AIM ▸
Write out each line of the records below without changing anything, and leave the pictures out.

[Data lines]
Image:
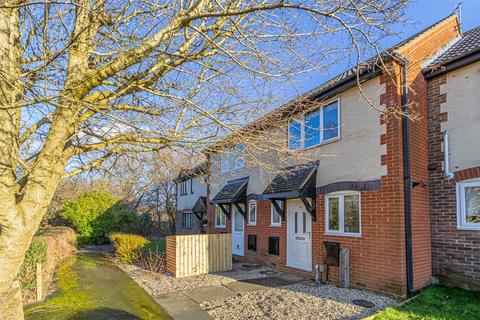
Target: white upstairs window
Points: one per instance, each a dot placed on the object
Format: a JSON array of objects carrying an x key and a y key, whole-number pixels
[{"x": 468, "y": 205}]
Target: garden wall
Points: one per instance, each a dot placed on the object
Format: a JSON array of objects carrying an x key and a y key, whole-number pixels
[{"x": 60, "y": 244}]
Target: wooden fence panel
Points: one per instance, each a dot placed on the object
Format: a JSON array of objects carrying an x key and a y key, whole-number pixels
[{"x": 189, "y": 255}]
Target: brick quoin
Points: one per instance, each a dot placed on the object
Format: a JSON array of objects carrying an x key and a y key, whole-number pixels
[
  {"x": 455, "y": 253},
  {"x": 377, "y": 257}
]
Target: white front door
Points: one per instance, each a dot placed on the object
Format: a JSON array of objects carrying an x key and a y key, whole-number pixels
[
  {"x": 238, "y": 240},
  {"x": 299, "y": 236}
]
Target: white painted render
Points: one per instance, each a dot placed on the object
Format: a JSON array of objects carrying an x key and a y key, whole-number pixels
[
  {"x": 462, "y": 105},
  {"x": 199, "y": 190},
  {"x": 355, "y": 157}
]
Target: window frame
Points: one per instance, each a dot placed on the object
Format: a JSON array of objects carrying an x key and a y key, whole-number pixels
[
  {"x": 183, "y": 187},
  {"x": 272, "y": 211},
  {"x": 301, "y": 120},
  {"x": 250, "y": 204},
  {"x": 224, "y": 225},
  {"x": 341, "y": 214},
  {"x": 462, "y": 223},
  {"x": 184, "y": 220},
  {"x": 237, "y": 156}
]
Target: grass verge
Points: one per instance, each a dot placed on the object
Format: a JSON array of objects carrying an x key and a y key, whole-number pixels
[{"x": 437, "y": 303}]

FULL OUTPUT ▸
Image:
Target: white upstairs window
Points: one per instance, each a dot placed on the object
Format: a JSON array of objects carrying an x key and a y key, whole-number pixels
[{"x": 468, "y": 205}]
Target: garden wall
Points: one per instance, each a dot placed on the object
Format: a JSON array of objects carrying an x key and a y key, whole-number pixels
[{"x": 60, "y": 244}]
Target: wooden fence panel
Points: one per instance, each a dot placed on the object
Format: a JSON array of objects carrying an x key and a y key, whole-number pixels
[{"x": 189, "y": 255}]
Target: brick quoin
Points: one per instance, each a dot placed on the object
Format: a JSON array of objects carrying an x key and a y key, whole-number pixels
[
  {"x": 455, "y": 253},
  {"x": 377, "y": 257}
]
Target: white front door
Points: one per instance, each a dot placed on the object
Format: a JSON array of objects carrying an x key and a y key, whole-number pixels
[
  {"x": 238, "y": 240},
  {"x": 299, "y": 236}
]
Target: white painted render
Points: one per instance, each a dot placed on the object
Format: a JSON array of objects carrying an x key and a y key, whole-number pixels
[
  {"x": 462, "y": 105},
  {"x": 199, "y": 190},
  {"x": 355, "y": 157}
]
Target: window frame
Points: one per instance, each a dot placed on the object
Format: a JSON array of objects carrying an x key and a y key, whole-number pixels
[
  {"x": 183, "y": 187},
  {"x": 272, "y": 211},
  {"x": 301, "y": 120},
  {"x": 250, "y": 204},
  {"x": 224, "y": 225},
  {"x": 341, "y": 214},
  {"x": 462, "y": 223},
  {"x": 184, "y": 220},
  {"x": 237, "y": 156}
]
Target: grass verge
Points: one per instance, each a dot placed on the object
Format: a JSON array of objects carrying an x key and a y key, whole-number pixels
[{"x": 437, "y": 303}]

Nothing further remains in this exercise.